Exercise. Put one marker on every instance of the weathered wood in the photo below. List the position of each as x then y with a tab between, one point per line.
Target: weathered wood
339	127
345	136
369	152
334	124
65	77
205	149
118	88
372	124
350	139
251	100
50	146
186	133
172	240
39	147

> **Written exercise**: Copy all the rows above word for word, keeping every line and its line breaks unchanged.

> **Output of the task**:
Exercise. Put one marker on every instance of the weathered wood in the photo below. List the position of each as x then y with a tab between, one point per line.
Target: weathered wood
339	127
345	136
369	152
334	124
65	77
205	149
118	88
372	124
350	139
251	100
50	146
186	133
172	240
39	147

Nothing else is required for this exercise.